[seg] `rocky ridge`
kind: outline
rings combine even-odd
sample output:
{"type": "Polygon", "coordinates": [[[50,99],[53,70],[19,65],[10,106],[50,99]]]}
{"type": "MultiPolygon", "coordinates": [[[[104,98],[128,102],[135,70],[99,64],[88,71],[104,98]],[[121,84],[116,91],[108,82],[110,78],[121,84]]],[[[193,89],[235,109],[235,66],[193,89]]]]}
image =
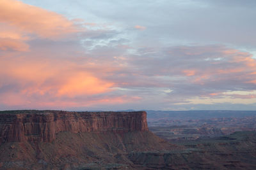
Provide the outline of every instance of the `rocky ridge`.
{"type": "Polygon", "coordinates": [[[147,131],[147,113],[17,111],[0,112],[0,142],[52,142],[60,132],[147,131]]]}

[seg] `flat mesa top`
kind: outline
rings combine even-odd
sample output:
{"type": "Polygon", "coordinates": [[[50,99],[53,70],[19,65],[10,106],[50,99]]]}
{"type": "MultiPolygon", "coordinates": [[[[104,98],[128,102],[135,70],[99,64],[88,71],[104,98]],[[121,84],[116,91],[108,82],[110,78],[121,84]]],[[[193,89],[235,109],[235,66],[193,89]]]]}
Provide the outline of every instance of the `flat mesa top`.
{"type": "Polygon", "coordinates": [[[1,114],[48,114],[48,113],[141,113],[144,111],[68,111],[63,110],[4,110],[0,111],[1,114]]]}

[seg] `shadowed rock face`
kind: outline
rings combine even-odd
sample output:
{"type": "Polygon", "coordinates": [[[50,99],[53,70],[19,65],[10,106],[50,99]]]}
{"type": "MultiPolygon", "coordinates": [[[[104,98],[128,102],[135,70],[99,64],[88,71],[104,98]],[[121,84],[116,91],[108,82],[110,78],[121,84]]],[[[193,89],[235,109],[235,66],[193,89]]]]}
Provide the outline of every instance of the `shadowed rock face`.
{"type": "Polygon", "coordinates": [[[51,142],[60,132],[148,131],[147,113],[0,111],[0,142],[51,142]]]}

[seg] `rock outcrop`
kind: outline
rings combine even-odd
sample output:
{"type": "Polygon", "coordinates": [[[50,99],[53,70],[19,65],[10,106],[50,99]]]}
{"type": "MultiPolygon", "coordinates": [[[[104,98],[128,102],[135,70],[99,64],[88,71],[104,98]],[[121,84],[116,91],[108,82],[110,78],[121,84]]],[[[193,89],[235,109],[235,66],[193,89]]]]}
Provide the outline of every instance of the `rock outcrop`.
{"type": "Polygon", "coordinates": [[[51,142],[60,132],[147,131],[147,113],[0,111],[0,142],[51,142]]]}

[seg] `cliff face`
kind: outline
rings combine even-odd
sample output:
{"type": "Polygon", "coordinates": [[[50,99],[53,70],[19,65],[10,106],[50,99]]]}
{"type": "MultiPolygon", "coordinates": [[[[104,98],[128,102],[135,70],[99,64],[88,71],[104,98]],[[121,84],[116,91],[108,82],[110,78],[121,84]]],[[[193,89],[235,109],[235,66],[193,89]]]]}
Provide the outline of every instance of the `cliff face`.
{"type": "Polygon", "coordinates": [[[17,111],[0,112],[0,142],[51,142],[60,132],[148,131],[147,113],[17,111]]]}

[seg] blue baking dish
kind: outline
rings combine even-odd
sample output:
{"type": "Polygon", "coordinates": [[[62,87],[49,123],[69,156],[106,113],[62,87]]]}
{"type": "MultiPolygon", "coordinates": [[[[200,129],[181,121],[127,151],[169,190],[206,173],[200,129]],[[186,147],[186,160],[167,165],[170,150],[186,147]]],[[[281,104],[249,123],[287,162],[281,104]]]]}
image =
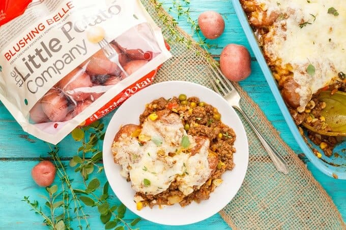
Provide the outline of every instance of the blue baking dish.
{"type": "MultiPolygon", "coordinates": [[[[323,153],[319,146],[316,146],[312,142],[308,142],[308,143],[304,141],[304,138],[299,133],[298,128],[297,125],[296,125],[284,102],[279,90],[277,82],[273,77],[270,69],[267,64],[261,49],[258,45],[253,30],[249,24],[247,17],[243,10],[240,3],[238,0],[232,0],[232,3],[238,18],[240,21],[240,24],[250,43],[250,46],[252,49],[257,61],[260,64],[261,69],[262,70],[264,76],[266,78],[267,82],[269,85],[269,87],[273,94],[274,94],[280,110],[282,113],[292,134],[301,149],[311,162],[321,172],[335,178],[346,179],[346,157],[339,156],[340,155],[344,155],[344,154],[333,154],[330,157],[326,156],[324,154],[322,154],[322,157],[319,158],[313,153],[311,148],[315,148],[321,153],[323,153]],[[311,147],[309,147],[309,145],[311,147]]],[[[306,133],[305,135],[306,135],[306,133]]],[[[307,139],[308,140],[308,138],[307,138],[307,139]]],[[[344,151],[345,149],[346,149],[346,141],[339,144],[334,149],[334,153],[341,152],[344,151]]]]}

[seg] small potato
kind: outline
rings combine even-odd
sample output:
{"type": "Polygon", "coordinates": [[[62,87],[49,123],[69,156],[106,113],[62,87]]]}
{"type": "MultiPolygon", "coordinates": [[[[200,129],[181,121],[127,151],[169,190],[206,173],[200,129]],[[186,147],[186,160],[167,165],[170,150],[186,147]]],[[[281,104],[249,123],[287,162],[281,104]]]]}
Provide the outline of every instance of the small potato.
{"type": "Polygon", "coordinates": [[[283,88],[281,90],[282,97],[285,102],[294,108],[300,105],[300,96],[296,92],[296,90],[299,87],[299,85],[293,77],[289,77],[283,83],[283,88]]]}
{"type": "Polygon", "coordinates": [[[129,75],[131,75],[147,63],[148,61],[146,60],[135,60],[129,61],[124,65],[124,70],[129,75]]]}
{"type": "Polygon", "coordinates": [[[90,76],[78,67],[61,79],[57,84],[59,88],[77,101],[83,101],[90,95],[90,93],[82,90],[78,91],[78,88],[91,87],[92,85],[90,76]]]}
{"type": "Polygon", "coordinates": [[[215,11],[206,11],[200,14],[198,23],[202,34],[208,39],[218,38],[225,29],[225,22],[222,16],[215,11]]]}
{"type": "Polygon", "coordinates": [[[118,141],[119,138],[125,134],[127,137],[131,136],[132,133],[136,131],[137,129],[140,129],[140,126],[134,124],[127,124],[123,126],[116,135],[114,138],[114,141],[118,141]]]}
{"type": "MultiPolygon", "coordinates": [[[[110,45],[118,52],[118,53],[120,52],[120,50],[116,46],[112,44],[110,45]]],[[[122,57],[120,58],[120,60],[122,60],[122,57]]],[[[122,62],[123,62],[122,60],[122,62]]],[[[86,71],[91,74],[105,75],[110,74],[117,72],[120,69],[117,63],[111,61],[106,57],[102,50],[100,50],[94,54],[88,61],[84,61],[82,63],[82,64],[84,65],[87,64],[86,71]]]]}
{"type": "Polygon", "coordinates": [[[239,81],[251,74],[251,57],[244,46],[231,44],[222,50],[220,68],[223,75],[233,81],[239,81]]]}
{"type": "Polygon", "coordinates": [[[121,79],[119,77],[112,76],[110,77],[107,81],[104,83],[104,85],[114,85],[119,82],[121,79]]]}
{"type": "Polygon", "coordinates": [[[51,121],[65,120],[68,113],[68,102],[64,93],[56,89],[50,89],[40,101],[42,110],[51,121]]]}
{"type": "Polygon", "coordinates": [[[43,160],[33,168],[31,175],[36,184],[42,187],[46,187],[53,183],[55,172],[55,167],[53,163],[49,160],[43,160]]]}
{"type": "Polygon", "coordinates": [[[42,105],[39,102],[30,110],[30,119],[35,124],[47,122],[49,121],[49,119],[43,112],[42,105]]]}

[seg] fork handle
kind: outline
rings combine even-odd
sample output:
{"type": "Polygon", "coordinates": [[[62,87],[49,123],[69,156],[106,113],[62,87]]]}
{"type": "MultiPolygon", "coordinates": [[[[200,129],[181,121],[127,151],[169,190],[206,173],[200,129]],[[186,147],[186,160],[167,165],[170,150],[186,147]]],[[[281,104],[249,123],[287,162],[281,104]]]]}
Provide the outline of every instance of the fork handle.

====

Please gather every line of the records above that contains the word "flat". Case counts.

[seg] `flat mesa top`
Provide the outline of every instance of the `flat mesa top`.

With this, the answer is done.